--- START ---

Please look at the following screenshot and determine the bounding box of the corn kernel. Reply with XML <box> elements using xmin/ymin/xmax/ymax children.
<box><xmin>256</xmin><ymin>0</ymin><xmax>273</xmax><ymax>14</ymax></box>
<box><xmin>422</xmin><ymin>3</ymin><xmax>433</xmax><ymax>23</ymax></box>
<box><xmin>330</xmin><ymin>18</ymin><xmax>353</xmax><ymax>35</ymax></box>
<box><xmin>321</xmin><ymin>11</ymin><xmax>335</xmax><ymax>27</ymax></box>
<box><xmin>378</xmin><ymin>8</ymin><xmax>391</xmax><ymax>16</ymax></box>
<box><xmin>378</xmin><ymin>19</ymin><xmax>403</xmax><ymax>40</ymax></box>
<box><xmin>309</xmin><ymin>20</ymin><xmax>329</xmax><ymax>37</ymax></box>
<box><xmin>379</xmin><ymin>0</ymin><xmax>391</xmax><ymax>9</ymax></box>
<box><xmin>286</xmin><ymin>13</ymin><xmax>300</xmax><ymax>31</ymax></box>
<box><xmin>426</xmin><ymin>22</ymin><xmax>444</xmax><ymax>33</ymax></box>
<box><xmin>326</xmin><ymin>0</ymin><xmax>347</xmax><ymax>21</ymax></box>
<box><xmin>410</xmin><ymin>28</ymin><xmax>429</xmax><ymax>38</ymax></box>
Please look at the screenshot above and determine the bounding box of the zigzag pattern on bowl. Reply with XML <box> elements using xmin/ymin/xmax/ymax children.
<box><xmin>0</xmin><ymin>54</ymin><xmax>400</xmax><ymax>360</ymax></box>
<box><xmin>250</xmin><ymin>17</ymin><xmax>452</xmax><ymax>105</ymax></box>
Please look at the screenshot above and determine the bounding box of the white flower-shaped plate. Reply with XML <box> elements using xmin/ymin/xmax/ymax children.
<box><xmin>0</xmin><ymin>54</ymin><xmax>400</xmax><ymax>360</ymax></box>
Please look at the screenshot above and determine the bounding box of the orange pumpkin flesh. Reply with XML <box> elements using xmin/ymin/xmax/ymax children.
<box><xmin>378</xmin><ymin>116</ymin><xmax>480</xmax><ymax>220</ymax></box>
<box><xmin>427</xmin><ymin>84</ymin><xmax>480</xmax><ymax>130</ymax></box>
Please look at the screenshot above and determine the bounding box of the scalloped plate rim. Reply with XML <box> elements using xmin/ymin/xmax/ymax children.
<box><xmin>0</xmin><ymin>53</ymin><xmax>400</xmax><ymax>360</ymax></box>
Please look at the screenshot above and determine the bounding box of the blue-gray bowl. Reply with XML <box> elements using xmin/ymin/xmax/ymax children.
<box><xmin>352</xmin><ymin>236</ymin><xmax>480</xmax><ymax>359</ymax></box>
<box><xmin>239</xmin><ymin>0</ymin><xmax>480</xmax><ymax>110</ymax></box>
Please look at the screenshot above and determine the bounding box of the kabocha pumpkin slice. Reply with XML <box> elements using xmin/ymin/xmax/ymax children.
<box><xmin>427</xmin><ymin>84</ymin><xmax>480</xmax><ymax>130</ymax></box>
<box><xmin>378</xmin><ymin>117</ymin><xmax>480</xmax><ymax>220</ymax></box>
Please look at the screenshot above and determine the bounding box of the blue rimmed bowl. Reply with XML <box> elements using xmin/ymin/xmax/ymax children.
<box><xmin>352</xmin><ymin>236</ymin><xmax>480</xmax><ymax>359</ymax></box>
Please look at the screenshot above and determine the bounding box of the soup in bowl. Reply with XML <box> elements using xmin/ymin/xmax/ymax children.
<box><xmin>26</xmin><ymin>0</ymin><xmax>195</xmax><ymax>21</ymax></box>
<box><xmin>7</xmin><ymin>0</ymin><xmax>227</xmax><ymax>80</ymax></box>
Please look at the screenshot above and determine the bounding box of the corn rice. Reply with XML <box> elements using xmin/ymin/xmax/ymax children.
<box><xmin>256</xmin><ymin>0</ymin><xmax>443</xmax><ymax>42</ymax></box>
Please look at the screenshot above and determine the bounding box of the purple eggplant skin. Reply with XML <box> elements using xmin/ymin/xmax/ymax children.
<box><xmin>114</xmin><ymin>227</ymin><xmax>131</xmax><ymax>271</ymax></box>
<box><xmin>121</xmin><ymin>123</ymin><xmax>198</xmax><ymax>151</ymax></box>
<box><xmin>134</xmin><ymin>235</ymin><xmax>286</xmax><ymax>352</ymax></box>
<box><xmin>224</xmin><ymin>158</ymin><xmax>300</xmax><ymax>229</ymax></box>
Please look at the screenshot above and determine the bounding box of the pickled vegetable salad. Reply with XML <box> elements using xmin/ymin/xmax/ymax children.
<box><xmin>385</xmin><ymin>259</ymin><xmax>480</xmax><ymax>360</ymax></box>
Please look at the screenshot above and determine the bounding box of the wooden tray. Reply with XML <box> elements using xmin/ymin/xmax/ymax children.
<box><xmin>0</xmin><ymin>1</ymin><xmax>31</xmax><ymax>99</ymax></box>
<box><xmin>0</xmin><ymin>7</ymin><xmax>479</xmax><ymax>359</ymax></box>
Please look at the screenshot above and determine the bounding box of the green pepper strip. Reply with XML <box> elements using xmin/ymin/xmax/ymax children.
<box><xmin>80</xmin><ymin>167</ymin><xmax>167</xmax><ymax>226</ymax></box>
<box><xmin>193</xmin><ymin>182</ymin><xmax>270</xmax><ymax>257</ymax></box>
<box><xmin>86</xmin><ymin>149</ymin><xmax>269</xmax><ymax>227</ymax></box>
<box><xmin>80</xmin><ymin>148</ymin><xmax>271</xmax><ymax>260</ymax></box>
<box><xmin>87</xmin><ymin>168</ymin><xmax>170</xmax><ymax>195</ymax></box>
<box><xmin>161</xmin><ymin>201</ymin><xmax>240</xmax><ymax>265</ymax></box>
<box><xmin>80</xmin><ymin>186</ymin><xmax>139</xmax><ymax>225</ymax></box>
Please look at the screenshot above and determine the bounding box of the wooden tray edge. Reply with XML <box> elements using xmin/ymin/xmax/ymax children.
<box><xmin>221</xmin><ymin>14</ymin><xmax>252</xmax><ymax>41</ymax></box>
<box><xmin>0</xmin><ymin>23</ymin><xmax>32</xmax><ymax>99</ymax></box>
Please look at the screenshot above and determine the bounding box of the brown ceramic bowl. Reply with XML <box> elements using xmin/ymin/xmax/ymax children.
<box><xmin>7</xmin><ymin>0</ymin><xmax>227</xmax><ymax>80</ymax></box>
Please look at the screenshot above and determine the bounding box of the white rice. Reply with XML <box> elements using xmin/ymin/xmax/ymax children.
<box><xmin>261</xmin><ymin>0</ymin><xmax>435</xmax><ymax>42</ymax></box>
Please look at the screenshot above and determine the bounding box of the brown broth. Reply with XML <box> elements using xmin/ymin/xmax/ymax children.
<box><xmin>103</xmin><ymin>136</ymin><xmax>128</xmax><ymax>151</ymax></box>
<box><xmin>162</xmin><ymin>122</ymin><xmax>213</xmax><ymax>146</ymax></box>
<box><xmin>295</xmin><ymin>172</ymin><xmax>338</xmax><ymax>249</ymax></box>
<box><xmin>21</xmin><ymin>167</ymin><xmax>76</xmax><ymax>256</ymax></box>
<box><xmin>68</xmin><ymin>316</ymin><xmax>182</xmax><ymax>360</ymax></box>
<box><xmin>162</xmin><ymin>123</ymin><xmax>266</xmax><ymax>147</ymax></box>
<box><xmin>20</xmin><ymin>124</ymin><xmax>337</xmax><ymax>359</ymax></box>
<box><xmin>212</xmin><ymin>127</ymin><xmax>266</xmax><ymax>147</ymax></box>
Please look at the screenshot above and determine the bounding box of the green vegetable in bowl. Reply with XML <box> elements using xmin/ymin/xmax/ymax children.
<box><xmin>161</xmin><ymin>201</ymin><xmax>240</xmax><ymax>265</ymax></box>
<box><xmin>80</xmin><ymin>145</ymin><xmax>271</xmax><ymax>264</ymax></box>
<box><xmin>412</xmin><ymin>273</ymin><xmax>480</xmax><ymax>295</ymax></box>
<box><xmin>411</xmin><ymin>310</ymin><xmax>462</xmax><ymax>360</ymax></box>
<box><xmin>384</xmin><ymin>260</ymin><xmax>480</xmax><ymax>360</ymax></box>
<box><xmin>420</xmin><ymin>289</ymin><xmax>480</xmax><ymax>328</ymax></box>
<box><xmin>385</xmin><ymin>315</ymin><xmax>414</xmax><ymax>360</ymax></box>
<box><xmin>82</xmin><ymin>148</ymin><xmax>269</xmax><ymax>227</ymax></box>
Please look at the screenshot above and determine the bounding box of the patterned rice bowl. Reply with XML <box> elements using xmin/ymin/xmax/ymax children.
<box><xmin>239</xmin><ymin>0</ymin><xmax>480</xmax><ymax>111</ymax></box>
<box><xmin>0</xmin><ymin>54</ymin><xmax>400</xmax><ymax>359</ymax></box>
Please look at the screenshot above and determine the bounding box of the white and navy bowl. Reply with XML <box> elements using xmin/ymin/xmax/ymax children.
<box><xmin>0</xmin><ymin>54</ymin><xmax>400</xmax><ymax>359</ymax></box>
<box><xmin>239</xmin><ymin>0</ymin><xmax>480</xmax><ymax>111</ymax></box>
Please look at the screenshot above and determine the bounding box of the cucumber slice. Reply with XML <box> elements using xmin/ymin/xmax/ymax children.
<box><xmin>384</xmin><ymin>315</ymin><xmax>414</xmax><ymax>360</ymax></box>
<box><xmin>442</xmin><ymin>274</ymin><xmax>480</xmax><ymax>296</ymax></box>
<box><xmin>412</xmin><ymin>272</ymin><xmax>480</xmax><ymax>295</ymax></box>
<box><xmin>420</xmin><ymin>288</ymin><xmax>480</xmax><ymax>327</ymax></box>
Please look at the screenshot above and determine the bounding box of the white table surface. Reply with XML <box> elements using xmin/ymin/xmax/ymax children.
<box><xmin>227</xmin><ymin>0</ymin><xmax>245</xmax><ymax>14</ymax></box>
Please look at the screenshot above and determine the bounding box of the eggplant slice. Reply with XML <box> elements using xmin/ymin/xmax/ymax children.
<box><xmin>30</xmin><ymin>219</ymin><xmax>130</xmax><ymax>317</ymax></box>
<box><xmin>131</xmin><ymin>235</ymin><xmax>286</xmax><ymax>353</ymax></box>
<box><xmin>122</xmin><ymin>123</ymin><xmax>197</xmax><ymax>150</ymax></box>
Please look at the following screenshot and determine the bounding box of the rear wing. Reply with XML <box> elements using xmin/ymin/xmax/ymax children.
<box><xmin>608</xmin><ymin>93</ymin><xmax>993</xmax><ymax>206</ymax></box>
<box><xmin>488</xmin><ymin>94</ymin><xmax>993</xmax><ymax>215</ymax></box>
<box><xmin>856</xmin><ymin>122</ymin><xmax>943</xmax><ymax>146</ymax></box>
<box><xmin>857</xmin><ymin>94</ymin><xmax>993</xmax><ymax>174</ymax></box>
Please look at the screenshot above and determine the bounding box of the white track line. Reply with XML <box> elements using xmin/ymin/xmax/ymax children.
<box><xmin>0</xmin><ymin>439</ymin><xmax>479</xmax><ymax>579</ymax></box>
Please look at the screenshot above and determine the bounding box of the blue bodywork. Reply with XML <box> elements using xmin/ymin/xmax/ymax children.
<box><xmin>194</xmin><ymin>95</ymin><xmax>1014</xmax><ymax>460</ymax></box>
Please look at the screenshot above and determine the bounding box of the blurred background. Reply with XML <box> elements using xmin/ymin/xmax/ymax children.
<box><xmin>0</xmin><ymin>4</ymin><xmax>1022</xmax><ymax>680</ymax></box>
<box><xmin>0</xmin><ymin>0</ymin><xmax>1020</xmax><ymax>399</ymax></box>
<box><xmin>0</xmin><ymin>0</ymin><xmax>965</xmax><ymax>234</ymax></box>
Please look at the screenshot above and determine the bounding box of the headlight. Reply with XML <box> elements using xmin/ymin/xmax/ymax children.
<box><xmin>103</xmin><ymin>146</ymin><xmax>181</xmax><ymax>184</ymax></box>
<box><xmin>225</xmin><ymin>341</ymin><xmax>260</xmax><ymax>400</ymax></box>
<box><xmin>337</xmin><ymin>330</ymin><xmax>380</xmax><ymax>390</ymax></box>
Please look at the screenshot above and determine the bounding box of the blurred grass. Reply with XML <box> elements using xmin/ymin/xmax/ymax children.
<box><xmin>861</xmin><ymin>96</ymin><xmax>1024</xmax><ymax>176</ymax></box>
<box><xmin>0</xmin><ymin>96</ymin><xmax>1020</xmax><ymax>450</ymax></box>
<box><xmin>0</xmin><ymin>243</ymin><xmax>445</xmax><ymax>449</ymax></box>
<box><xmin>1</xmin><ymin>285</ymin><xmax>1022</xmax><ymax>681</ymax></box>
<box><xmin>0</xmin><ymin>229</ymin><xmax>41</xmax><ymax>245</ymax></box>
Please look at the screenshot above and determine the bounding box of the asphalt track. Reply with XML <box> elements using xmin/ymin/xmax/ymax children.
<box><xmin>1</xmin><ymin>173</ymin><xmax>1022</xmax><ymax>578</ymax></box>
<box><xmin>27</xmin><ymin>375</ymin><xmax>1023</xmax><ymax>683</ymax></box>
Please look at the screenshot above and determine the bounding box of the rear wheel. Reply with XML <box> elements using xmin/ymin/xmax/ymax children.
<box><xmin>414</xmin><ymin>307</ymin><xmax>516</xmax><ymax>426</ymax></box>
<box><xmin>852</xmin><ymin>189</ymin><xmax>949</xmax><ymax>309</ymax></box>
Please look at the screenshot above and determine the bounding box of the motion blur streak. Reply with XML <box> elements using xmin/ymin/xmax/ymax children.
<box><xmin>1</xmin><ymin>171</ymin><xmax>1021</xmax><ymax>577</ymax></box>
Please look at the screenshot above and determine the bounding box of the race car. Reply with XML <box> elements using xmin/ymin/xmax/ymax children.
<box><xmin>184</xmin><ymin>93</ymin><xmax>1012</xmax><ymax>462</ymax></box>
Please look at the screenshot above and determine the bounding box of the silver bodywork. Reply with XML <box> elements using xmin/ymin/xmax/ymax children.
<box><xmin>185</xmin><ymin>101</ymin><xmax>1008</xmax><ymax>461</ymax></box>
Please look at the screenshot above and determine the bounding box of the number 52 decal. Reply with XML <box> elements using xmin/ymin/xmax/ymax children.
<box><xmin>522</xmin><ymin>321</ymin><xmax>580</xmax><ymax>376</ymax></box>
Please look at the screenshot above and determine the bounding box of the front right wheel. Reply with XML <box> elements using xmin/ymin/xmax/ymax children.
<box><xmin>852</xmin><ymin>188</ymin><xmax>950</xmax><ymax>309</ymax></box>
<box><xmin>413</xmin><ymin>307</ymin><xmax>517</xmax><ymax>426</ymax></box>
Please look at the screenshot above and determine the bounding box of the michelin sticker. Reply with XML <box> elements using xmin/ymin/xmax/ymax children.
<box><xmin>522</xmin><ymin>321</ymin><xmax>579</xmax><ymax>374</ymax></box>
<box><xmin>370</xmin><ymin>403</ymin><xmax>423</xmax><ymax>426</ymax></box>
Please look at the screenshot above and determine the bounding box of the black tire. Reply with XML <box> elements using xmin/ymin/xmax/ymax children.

--- END ---

Assigned task
Up to the line containing "of the race", skip everything; from that line through the last line above, return each line exactly.

Task answer
Please look at the screenshot above and determine the bounding box of the race car. Reply with XML <box> elements using xmin/ymin/xmax/ymax children.
<box><xmin>184</xmin><ymin>93</ymin><xmax>1012</xmax><ymax>462</ymax></box>
Please look at the screenshot above and determine the bounding box of the silver bodywork. Reply with XML <box> elements using xmin/ymin/xmax/ymax children.
<box><xmin>185</xmin><ymin>101</ymin><xmax>1008</xmax><ymax>461</ymax></box>
Please look at the screenshot above and determine the bounding box of the number 52 decal. Reply with XML <box> elements using xmin/ymin/xmax/ymax children.
<box><xmin>522</xmin><ymin>321</ymin><xmax>580</xmax><ymax>376</ymax></box>
Please look at the screenshot above and determine the bounding box of the front right wheel. Reply with XML <box> elements using xmin/ymin/xmax/ymax children.
<box><xmin>852</xmin><ymin>188</ymin><xmax>950</xmax><ymax>309</ymax></box>
<box><xmin>413</xmin><ymin>307</ymin><xmax>517</xmax><ymax>426</ymax></box>
Please look at the screenshot above and determine the bounding box of the michelin sticker. Reply with XML <box> elements using xmin/ymin/xmax/ymax children.
<box><xmin>522</xmin><ymin>321</ymin><xmax>579</xmax><ymax>374</ymax></box>
<box><xmin>370</xmin><ymin>403</ymin><xmax>423</xmax><ymax>426</ymax></box>
Please look at the screenshot above and determine the bounding box of the black tire. Reply with XML <box> elements using xmin/ymin/xmax/ymax children.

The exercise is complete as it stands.